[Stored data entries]
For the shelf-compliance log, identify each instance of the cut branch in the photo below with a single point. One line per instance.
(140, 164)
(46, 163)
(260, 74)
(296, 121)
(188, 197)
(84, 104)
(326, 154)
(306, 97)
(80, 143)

- _Task requirements_: Repeat the whole of the data above exactly as it appears.

- _Task output_:
For the shelf-compliance log, identify each instance of the cut branch in the photo below with a single point. One line per instance.
(140, 164)
(46, 163)
(260, 74)
(296, 121)
(188, 197)
(84, 104)
(326, 154)
(306, 97)
(80, 143)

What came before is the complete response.